3. On the issue with your other skid, yeah, we had some of that. Same thing. I went crazed banshee on my dh and made it stop. I was so maniacal and forceful he actually started laughing at one point. He took care of the situation. Then one day I was in their bathroom for some ungodly reason (NEVER go in there) and saw the plastic strip that protects the adhesive on the floor.

Again, I went nuts. We decided SD's new chore would be to sweep the bathroom floor and change the trash in there. She figured out what's what when she was finding her own disgusting crap in dustpan. So she became more self aware about it.

Do what you want at your house but I simply could not live like that for very long without coming up with a plan and acting on it. Or going batshit banshee. Both methods have worked for me.

unwillingparticipant's picture

Not my circus, not my monkeys. Why were you washing their sheets anyway?

DarkStar's picture

Yep, can't care more than the bio parents.

I was at the breakup point with my SO a few years back. I told him, I'm not the parent, I can't fix this, but I also sure as hell am not going to watch this trainwreck unfold before my eyes. Silence does NOT mean consent. And good luck finding someone else that will watch this slow motion disaster unfold.

To my surprise, SO stepped it up. I like to think he did it for the kids' welfare, but I'm sure part of it was because he realized I was serious and I would be GONE.

This would be a hill to die on for me. This is borderline medical neglect.

Ilikemycatbetter's picture

The younger one. The older one has fun habit of hiding piles of bloody period underwear under her bed.

Aniki-Moderator's picture

Unfortunately, you yourself cannot physically enforce the pull-ups issue. Your DH has to do that. We have been "discussing" PigPen12 wearing Incontinence Pants for awhile now. DH wants it to be PigPen's choice and not force him to wear them. Especially after the little shi'thead stole BioHo's car the other week. Poor wittle pwecious is too stressed. This past weekend, PigPen was SURE he could hold it. HA! Wet the bed both nights. And left all of the p!ssy bedding on the facking bed Sunday. I STUPIDLY stripped the bedding (the bed has the zip on, waterproof cover) to get washed. And that was the last bloody time. Next time P!ssboy leaves p!ssy bedding on the bed, I'm leaving it there.

_Records provided_:
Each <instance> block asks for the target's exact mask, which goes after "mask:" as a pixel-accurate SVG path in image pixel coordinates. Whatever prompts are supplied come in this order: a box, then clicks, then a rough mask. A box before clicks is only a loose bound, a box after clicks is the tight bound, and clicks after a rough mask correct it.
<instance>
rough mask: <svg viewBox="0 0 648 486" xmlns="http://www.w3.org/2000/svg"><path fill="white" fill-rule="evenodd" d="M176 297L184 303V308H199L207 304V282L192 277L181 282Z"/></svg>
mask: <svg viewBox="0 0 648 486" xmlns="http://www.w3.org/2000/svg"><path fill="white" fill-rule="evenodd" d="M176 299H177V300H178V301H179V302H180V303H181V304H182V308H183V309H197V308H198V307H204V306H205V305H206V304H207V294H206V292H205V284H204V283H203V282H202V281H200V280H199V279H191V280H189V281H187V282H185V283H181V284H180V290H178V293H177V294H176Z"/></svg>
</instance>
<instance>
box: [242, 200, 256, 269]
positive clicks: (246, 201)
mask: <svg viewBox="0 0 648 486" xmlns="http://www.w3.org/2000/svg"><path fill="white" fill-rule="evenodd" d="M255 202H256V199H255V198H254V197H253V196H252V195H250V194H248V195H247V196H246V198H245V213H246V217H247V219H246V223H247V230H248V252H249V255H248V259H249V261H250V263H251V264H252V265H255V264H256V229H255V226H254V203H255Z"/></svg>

_Problems to solve_:
a: From the forum excerpt above, set down everything from "unwillingparticipant's picture" down to "the bio parents.", copied exactly.
b: In the forum excerpt, what new chore was given to SD?

_Solution set_:
a:
unwillingparticipant's picture

Not my circus, not my monkeys. Why were you washing their sheets anyway?

DarkStar's picture

Yep, can't care more than the bio parents.

b: SD's new chore was to sweep the bathroom floor and change the trash in there.